Type out all the records word for word. Any pictures are to be left out.

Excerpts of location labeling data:
____________

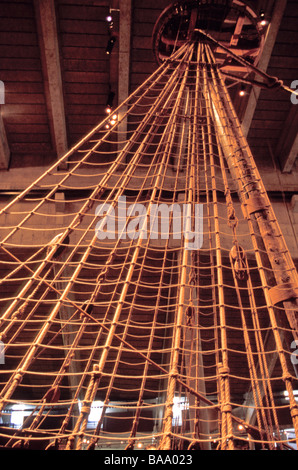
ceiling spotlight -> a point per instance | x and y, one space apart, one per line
110 45
263 20
242 92
110 99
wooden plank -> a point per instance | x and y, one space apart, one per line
264 62
17 52
84 40
124 60
86 77
84 65
84 27
47 29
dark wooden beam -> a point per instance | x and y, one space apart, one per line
287 147
50 58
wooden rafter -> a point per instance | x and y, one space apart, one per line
49 49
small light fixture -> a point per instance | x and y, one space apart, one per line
263 21
110 100
242 91
110 45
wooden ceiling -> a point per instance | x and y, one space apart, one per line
57 75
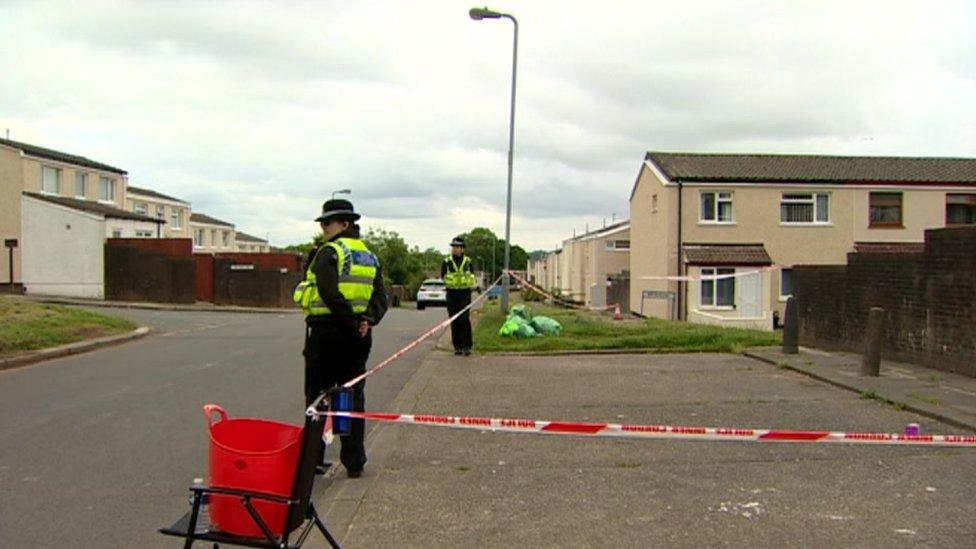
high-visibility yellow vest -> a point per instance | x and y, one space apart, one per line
357 270
457 277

____________

Solution to this exercise —
ceiling spotlight -> a point per instance | x and y, one space apart, one per line
110 45
263 20
242 92
110 99
wooden plank -> a point per instance | x and y, one space apart, one per line
264 62
17 52
84 40
124 60
86 77
84 65
84 27
47 29
dark wooden beam -> a point per instance | x and y, one space apart, one per line
287 147
50 58
wooden rafter -> a point per instance | x and y, one space apart, one per line
49 49
small light fixture -> a point per instance | x and y, one space apart, one per line
263 21
110 100
242 91
110 45
wooden ceiling -> a point per instance | x and y, one space apart, one per line
57 75
high-visibility yellow vest -> a point per instance | x and y, one space apart, one per line
357 270
457 277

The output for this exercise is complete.